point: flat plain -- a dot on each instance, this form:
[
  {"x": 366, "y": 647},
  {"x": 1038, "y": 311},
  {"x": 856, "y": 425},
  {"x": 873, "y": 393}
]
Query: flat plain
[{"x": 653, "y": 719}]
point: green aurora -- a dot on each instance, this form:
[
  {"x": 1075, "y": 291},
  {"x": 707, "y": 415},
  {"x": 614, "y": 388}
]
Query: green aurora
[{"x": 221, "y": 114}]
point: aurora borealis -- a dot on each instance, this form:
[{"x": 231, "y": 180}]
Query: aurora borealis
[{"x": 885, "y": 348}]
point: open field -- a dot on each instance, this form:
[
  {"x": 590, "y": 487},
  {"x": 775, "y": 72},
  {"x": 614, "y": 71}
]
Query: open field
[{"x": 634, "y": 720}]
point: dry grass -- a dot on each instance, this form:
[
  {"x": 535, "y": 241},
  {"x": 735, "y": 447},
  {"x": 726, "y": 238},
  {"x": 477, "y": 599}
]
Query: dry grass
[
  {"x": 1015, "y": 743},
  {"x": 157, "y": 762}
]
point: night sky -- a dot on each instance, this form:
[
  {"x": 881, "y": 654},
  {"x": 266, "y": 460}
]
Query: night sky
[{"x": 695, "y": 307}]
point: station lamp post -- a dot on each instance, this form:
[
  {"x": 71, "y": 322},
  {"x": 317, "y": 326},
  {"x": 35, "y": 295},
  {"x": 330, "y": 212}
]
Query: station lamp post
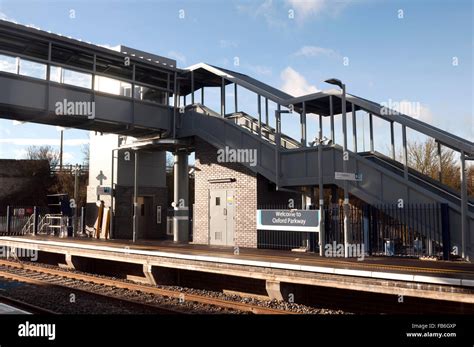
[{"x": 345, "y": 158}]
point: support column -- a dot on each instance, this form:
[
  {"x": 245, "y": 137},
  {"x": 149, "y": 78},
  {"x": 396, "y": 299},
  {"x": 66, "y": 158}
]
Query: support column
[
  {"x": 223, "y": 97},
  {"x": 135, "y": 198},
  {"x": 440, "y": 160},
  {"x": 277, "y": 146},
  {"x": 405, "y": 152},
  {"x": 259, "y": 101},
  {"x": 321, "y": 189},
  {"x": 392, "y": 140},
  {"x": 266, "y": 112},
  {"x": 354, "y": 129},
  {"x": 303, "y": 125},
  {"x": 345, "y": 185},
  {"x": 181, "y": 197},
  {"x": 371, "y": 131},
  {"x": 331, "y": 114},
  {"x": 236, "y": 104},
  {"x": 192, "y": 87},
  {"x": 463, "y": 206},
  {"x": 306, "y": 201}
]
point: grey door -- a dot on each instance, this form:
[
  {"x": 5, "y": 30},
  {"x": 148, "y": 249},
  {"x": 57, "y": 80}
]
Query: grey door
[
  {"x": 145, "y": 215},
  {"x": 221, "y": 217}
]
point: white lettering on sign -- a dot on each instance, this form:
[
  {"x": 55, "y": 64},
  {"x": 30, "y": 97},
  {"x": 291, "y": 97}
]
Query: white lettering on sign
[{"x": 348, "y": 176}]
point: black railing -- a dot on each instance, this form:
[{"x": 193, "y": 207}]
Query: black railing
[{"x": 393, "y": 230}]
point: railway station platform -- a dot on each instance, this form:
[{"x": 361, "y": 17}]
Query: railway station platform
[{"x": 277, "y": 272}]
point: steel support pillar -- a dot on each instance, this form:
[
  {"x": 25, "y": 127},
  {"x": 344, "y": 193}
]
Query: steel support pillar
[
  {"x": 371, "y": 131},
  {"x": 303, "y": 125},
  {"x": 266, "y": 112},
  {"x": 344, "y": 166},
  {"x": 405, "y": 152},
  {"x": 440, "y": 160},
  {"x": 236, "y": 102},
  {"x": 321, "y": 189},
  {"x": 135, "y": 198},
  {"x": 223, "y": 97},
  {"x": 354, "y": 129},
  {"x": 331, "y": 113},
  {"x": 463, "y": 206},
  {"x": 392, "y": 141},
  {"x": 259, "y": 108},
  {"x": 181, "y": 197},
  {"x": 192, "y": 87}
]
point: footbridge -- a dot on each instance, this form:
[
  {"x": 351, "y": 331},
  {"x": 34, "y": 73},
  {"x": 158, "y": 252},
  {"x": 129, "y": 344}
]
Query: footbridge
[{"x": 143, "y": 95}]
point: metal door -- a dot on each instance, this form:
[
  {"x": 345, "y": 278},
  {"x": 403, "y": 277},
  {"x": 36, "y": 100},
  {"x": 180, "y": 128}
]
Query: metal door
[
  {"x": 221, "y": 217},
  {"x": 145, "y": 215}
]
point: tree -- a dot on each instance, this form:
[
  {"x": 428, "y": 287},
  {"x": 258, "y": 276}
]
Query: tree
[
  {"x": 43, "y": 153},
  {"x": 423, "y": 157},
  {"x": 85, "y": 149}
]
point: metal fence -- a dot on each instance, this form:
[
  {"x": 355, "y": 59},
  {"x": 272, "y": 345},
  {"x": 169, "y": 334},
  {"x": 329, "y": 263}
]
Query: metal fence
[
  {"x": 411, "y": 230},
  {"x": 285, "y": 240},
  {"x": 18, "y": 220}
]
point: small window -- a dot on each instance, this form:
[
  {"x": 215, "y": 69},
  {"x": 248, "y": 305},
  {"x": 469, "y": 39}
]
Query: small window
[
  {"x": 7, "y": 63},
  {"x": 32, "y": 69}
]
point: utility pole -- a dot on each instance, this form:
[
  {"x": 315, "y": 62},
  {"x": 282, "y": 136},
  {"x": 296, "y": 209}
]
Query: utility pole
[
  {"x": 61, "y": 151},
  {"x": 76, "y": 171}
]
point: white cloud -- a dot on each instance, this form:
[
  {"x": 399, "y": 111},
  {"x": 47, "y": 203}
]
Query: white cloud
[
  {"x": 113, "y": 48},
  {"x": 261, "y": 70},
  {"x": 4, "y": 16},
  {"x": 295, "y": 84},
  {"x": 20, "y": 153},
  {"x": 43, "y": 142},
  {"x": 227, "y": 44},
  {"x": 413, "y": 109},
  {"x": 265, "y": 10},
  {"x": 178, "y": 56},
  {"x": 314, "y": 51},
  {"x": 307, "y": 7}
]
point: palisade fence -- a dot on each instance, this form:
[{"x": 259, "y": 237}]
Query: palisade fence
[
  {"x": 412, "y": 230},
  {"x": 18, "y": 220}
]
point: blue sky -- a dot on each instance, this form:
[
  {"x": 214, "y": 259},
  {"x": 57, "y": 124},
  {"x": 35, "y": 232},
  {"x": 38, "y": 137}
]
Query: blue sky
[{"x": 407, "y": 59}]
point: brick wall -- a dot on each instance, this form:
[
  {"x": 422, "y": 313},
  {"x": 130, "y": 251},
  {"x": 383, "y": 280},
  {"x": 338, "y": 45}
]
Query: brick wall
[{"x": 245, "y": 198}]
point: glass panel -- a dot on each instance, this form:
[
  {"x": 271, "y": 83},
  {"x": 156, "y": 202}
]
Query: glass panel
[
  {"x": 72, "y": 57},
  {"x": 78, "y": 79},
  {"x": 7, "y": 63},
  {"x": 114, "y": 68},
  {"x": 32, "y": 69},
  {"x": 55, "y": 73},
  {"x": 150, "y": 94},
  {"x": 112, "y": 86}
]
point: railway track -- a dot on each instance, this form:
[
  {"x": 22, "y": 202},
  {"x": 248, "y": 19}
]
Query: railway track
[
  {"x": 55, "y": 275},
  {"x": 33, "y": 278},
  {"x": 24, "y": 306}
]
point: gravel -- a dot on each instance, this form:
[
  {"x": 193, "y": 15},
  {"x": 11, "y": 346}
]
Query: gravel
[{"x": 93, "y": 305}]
━━━━━━━━━━━━━━━━━━━━━━━━━━━━━━
AIM: Repeat the material above in full and exactly, omitting the pictures.

SOLUTION:
point: flat plain -- a dot on each instance, this form:
[
  {"x": 366, "y": 647},
  {"x": 1038, "y": 311},
  {"x": 856, "y": 425},
  {"x": 873, "y": 393}
]
Query: flat plain
[{"x": 653, "y": 719}]
point: green aurora -- a dot on each instance, this form:
[
  {"x": 1075, "y": 291},
  {"x": 707, "y": 415},
  {"x": 614, "y": 388}
]
Query: green aurora
[{"x": 221, "y": 114}]
point: aurora borealis -- a dot on each instance, this form:
[{"x": 231, "y": 180}]
Query: aurora borealis
[{"x": 885, "y": 348}]
point: open field -- a dot on each instance, this form:
[
  {"x": 590, "y": 487},
  {"x": 775, "y": 72},
  {"x": 614, "y": 71}
]
Query: open field
[{"x": 634, "y": 720}]
point: dry grass -- a dot on each instance, this form:
[
  {"x": 535, "y": 241},
  {"x": 735, "y": 447},
  {"x": 726, "y": 238},
  {"x": 477, "y": 599}
]
Query: dry grass
[
  {"x": 1015, "y": 743},
  {"x": 157, "y": 762}
]
point: night sky -- a dot on each instance, this form:
[
  {"x": 881, "y": 654},
  {"x": 266, "y": 460}
]
Query: night sky
[{"x": 695, "y": 307}]
point: station lamp post -- a dot on each instance, this form:
[
  {"x": 71, "y": 322},
  {"x": 317, "y": 326},
  {"x": 35, "y": 295},
  {"x": 330, "y": 212}
]
Query: station lamp post
[{"x": 345, "y": 158}]
point: support column -- a dot on each instance, this form:
[
  {"x": 245, "y": 137},
  {"x": 149, "y": 78},
  {"x": 396, "y": 299},
  {"x": 66, "y": 158}
]
Query: support column
[
  {"x": 223, "y": 97},
  {"x": 135, "y": 198},
  {"x": 440, "y": 160},
  {"x": 277, "y": 146},
  {"x": 405, "y": 152},
  {"x": 259, "y": 101},
  {"x": 321, "y": 189},
  {"x": 392, "y": 140},
  {"x": 266, "y": 112},
  {"x": 354, "y": 129},
  {"x": 303, "y": 125},
  {"x": 345, "y": 185},
  {"x": 181, "y": 197},
  {"x": 371, "y": 131},
  {"x": 331, "y": 114},
  {"x": 236, "y": 104},
  {"x": 192, "y": 87},
  {"x": 463, "y": 206},
  {"x": 306, "y": 201}
]
point: grey door -- a dot on each instance, this form:
[
  {"x": 5, "y": 30},
  {"x": 148, "y": 249},
  {"x": 57, "y": 80}
]
Query: grey door
[
  {"x": 145, "y": 215},
  {"x": 221, "y": 217}
]
point: white lettering on sign -- a dot on each instance, this form:
[
  {"x": 55, "y": 64},
  {"x": 30, "y": 97},
  {"x": 291, "y": 97}
]
Query: white lettering on sign
[{"x": 348, "y": 176}]
point: black railing -- a dot on each instance, this form:
[{"x": 193, "y": 207}]
Query: black railing
[{"x": 393, "y": 230}]
point: railway station platform -- a dot on each instance, this form:
[{"x": 361, "y": 17}]
Query: railway station platform
[{"x": 277, "y": 272}]
point: steel support pillar -- a dot on each instance, this form:
[
  {"x": 25, "y": 127},
  {"x": 344, "y": 193}
]
Query: steel support pillar
[
  {"x": 371, "y": 131},
  {"x": 303, "y": 125},
  {"x": 266, "y": 112},
  {"x": 344, "y": 166},
  {"x": 405, "y": 152},
  {"x": 440, "y": 160},
  {"x": 236, "y": 102},
  {"x": 321, "y": 189},
  {"x": 135, "y": 198},
  {"x": 223, "y": 97},
  {"x": 354, "y": 129},
  {"x": 331, "y": 113},
  {"x": 463, "y": 206},
  {"x": 392, "y": 141},
  {"x": 259, "y": 108},
  {"x": 181, "y": 197},
  {"x": 192, "y": 87}
]
point: footbridge -- a dot on each instance, this form:
[
  {"x": 351, "y": 331},
  {"x": 34, "y": 73},
  {"x": 158, "y": 252},
  {"x": 129, "y": 344}
]
Query: footbridge
[{"x": 143, "y": 95}]
point: metal door -- a dot on each instance, this form:
[
  {"x": 345, "y": 278},
  {"x": 403, "y": 277},
  {"x": 36, "y": 100},
  {"x": 180, "y": 128}
]
Query: metal door
[
  {"x": 221, "y": 217},
  {"x": 145, "y": 215}
]
point: tree -- a dot on each instance, this form:
[
  {"x": 428, "y": 287},
  {"x": 258, "y": 276}
]
Query: tree
[
  {"x": 43, "y": 153},
  {"x": 423, "y": 157},
  {"x": 85, "y": 149}
]
point: metal fence -- a dot on each instance, this form:
[
  {"x": 355, "y": 59},
  {"x": 272, "y": 345},
  {"x": 169, "y": 334},
  {"x": 329, "y": 263}
]
Query: metal fence
[
  {"x": 411, "y": 230},
  {"x": 285, "y": 240},
  {"x": 18, "y": 220}
]
point: small window -- a dot on each instance, this form:
[
  {"x": 215, "y": 69},
  {"x": 248, "y": 305},
  {"x": 469, "y": 39}
]
Query: small window
[
  {"x": 7, "y": 63},
  {"x": 32, "y": 69}
]
point: utility pole -- a dot on each instance, this form:
[
  {"x": 315, "y": 62},
  {"x": 282, "y": 136},
  {"x": 296, "y": 209}
]
Query: utility pole
[
  {"x": 61, "y": 151},
  {"x": 76, "y": 171}
]
point: white cloud -- a dot on each instance, this form:
[
  {"x": 399, "y": 111},
  {"x": 47, "y": 203}
]
Query: white cloud
[
  {"x": 113, "y": 48},
  {"x": 261, "y": 70},
  {"x": 4, "y": 16},
  {"x": 295, "y": 84},
  {"x": 20, "y": 153},
  {"x": 43, "y": 142},
  {"x": 227, "y": 44},
  {"x": 413, "y": 109},
  {"x": 265, "y": 10},
  {"x": 178, "y": 56},
  {"x": 314, "y": 51},
  {"x": 307, "y": 7}
]
point: palisade fence -- a dot on each instance, this form:
[{"x": 259, "y": 237}]
Query: palisade fence
[
  {"x": 412, "y": 230},
  {"x": 18, "y": 220}
]
point: blue sky -- a dot on each instance, this form:
[
  {"x": 214, "y": 259},
  {"x": 57, "y": 124},
  {"x": 35, "y": 232},
  {"x": 38, "y": 137}
]
Query: blue sky
[{"x": 407, "y": 59}]
point: brick wall -- a dot on each instance, this form:
[
  {"x": 422, "y": 313},
  {"x": 130, "y": 251},
  {"x": 383, "y": 280},
  {"x": 338, "y": 45}
]
Query: brick wall
[{"x": 245, "y": 198}]
point: glass panel -- a dot on each instance, this form:
[
  {"x": 271, "y": 83},
  {"x": 156, "y": 202}
]
Query: glass panel
[
  {"x": 72, "y": 57},
  {"x": 78, "y": 79},
  {"x": 7, "y": 63},
  {"x": 114, "y": 68},
  {"x": 32, "y": 69},
  {"x": 55, "y": 73},
  {"x": 150, "y": 94},
  {"x": 112, "y": 86}
]
point: railway track -- a dot on each instance, this form:
[
  {"x": 22, "y": 202},
  {"x": 248, "y": 19}
]
Query: railway track
[
  {"x": 55, "y": 275},
  {"x": 33, "y": 278},
  {"x": 24, "y": 306}
]
point: gravel -- a dot on each instance, this form:
[
  {"x": 193, "y": 15},
  {"x": 11, "y": 346}
]
Query: gravel
[{"x": 93, "y": 305}]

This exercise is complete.